### [Exercise]
Begin at the line below that contains "Target: entrance floor mat". Repeat it and all remaining lines of the records exactly.

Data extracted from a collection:
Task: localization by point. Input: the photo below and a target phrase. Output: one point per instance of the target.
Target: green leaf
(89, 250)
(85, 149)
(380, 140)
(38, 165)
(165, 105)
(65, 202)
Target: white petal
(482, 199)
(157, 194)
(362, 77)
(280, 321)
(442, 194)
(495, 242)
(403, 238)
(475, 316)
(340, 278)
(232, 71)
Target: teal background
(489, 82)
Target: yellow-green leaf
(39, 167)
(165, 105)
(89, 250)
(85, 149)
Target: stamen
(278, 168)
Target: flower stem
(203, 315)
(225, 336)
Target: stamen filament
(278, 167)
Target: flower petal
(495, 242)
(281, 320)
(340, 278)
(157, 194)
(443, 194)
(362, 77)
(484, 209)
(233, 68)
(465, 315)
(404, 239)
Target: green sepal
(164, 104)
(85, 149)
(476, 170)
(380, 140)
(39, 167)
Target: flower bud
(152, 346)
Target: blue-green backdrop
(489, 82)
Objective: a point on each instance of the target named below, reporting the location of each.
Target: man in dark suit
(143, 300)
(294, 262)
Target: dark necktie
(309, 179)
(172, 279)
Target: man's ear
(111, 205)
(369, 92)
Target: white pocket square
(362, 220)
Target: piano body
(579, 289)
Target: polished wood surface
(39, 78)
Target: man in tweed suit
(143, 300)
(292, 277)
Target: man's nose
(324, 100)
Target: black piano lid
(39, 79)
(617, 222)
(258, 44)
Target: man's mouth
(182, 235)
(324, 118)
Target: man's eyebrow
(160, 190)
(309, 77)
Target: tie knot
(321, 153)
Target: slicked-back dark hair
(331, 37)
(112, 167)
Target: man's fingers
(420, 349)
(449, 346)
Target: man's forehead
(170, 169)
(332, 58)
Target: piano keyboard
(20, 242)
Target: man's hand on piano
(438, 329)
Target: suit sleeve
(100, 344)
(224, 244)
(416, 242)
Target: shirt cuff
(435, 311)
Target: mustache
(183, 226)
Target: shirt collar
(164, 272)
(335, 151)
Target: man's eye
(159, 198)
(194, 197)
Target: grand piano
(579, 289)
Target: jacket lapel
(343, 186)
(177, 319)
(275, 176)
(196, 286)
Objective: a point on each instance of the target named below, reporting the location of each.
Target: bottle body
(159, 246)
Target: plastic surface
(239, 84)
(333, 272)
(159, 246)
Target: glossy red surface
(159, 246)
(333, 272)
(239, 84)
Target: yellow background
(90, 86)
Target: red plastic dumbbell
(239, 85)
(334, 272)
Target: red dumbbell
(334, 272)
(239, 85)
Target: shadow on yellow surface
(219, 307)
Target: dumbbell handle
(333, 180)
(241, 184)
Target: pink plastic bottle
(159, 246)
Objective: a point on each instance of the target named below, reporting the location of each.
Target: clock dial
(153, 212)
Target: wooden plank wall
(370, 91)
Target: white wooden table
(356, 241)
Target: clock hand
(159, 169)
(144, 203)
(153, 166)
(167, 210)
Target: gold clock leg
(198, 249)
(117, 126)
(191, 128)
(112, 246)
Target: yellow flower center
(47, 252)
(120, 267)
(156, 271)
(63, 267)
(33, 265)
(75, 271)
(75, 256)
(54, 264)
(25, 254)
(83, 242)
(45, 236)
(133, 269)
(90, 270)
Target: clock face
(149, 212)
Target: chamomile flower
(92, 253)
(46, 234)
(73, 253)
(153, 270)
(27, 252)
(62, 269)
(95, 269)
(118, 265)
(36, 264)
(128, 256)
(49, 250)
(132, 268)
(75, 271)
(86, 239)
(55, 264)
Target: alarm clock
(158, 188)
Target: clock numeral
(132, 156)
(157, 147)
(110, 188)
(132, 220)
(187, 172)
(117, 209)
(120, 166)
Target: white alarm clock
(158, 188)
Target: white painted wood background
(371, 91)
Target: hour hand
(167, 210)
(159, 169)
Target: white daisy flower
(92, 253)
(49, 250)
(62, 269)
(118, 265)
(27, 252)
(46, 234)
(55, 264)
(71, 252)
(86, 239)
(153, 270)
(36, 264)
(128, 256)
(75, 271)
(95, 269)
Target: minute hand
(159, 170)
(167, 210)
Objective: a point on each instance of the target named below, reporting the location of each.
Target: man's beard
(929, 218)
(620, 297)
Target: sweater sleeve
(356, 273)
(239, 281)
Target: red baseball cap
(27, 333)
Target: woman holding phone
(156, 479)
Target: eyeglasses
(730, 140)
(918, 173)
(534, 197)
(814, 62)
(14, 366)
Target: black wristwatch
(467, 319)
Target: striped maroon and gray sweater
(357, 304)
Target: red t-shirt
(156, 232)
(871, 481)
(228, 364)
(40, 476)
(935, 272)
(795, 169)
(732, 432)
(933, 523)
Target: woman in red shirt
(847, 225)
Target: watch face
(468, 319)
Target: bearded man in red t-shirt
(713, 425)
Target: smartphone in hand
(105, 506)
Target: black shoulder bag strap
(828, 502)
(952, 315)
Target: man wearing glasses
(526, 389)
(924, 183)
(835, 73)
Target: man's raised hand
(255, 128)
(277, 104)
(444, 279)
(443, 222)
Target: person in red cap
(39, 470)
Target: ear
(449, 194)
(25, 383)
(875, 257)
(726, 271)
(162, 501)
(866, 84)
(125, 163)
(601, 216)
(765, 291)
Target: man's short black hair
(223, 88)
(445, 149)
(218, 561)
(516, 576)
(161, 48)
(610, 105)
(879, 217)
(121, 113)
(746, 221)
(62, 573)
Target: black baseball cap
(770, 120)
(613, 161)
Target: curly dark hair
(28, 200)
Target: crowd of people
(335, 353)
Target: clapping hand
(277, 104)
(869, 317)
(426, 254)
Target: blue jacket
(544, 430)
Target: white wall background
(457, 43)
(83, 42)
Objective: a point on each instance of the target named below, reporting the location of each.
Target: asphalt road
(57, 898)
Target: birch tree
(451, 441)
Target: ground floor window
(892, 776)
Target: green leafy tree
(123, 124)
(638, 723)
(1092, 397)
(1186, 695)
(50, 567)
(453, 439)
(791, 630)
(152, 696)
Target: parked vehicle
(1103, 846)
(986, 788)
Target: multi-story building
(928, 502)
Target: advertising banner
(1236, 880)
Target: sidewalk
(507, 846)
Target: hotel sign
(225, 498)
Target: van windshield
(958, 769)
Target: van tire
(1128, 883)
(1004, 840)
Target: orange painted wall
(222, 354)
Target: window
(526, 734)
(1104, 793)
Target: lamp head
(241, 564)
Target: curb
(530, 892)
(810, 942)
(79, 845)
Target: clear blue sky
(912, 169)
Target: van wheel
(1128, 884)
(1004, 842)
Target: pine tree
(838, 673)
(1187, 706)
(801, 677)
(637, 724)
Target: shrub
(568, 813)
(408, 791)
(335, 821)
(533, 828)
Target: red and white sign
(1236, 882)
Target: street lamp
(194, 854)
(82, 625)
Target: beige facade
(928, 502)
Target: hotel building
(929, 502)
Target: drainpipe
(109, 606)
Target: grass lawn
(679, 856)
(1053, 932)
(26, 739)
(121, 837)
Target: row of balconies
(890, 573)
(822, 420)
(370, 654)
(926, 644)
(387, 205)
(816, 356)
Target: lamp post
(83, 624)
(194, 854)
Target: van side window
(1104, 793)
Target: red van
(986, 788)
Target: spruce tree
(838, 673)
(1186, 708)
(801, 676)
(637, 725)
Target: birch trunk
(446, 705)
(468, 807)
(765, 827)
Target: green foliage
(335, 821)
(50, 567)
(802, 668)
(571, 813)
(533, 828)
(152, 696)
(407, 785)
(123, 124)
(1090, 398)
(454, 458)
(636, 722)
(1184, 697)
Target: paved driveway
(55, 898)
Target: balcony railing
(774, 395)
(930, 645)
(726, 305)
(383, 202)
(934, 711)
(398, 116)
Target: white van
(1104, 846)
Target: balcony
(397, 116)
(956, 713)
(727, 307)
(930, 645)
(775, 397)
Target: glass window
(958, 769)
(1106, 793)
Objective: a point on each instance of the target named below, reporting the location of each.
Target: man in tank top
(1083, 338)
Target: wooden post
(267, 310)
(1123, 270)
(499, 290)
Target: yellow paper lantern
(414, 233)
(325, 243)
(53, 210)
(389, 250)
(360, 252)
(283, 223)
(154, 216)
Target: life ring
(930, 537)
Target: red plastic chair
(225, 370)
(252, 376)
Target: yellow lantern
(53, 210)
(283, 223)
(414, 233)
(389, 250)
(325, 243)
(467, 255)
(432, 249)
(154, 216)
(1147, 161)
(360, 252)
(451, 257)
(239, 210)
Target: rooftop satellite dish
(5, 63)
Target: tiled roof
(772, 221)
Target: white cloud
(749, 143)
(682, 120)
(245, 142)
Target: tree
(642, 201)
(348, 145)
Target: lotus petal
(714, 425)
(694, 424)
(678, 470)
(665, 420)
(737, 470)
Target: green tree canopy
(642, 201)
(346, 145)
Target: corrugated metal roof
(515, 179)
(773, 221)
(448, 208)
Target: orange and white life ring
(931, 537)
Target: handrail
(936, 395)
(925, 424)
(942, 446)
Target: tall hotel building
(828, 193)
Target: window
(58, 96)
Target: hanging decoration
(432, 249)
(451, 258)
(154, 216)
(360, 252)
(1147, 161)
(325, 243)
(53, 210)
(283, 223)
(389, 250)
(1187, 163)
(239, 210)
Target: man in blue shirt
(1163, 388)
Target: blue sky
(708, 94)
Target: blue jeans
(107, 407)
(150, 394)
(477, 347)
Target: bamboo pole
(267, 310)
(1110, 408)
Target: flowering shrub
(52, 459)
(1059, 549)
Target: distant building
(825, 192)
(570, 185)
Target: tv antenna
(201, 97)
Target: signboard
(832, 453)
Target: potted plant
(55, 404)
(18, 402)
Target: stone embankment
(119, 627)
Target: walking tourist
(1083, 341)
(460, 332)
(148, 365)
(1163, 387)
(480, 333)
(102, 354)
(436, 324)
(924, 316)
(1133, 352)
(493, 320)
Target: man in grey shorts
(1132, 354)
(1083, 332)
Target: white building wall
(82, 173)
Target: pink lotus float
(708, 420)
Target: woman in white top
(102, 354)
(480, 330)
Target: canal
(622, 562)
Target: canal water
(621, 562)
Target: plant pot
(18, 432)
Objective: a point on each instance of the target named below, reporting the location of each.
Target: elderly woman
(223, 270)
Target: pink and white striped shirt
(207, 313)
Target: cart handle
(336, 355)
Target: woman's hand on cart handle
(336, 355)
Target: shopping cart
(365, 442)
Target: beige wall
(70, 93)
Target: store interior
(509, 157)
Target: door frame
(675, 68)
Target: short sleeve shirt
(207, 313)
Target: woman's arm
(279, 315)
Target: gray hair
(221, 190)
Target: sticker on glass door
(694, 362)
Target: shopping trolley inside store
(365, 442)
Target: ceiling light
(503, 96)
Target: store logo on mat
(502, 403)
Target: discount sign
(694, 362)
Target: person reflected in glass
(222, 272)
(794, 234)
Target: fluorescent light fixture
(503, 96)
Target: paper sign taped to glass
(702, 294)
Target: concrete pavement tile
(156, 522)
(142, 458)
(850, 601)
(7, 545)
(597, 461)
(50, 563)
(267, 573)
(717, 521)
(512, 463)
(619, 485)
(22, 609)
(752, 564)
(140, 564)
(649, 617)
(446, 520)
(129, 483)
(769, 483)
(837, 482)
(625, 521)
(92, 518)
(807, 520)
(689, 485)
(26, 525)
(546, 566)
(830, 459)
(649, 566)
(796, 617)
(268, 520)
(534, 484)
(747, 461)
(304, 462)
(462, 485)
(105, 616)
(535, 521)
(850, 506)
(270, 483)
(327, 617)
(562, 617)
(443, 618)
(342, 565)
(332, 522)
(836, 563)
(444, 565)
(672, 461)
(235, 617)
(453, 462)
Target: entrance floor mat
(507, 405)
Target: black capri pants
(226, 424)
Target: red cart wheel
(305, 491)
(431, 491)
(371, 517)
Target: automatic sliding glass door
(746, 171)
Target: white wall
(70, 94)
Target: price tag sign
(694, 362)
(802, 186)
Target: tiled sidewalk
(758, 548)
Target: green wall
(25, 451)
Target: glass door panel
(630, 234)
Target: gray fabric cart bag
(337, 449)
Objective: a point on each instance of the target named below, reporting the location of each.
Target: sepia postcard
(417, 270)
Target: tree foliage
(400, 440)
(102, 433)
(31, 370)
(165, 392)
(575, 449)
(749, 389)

### [Final result]
Target: entrance floor mat
(507, 405)
Target: black capri pants
(226, 424)
Target: red cart wheel
(305, 491)
(431, 491)
(371, 517)
Target: automatic sliding glass door
(746, 171)
Target: white wall
(70, 94)
Target: price tag sign
(694, 362)
(802, 186)
Target: tiled sidewalk
(758, 548)
Target: green wall
(25, 451)
Target: glass door panel
(630, 234)
Target: gray fabric cart bag
(337, 449)
Objective: a point on each instance of the target named below, reporting the location of each.
Target: sepia postcard
(417, 270)
Target: tree foliage
(400, 440)
(102, 433)
(31, 370)
(165, 392)
(575, 449)
(749, 389)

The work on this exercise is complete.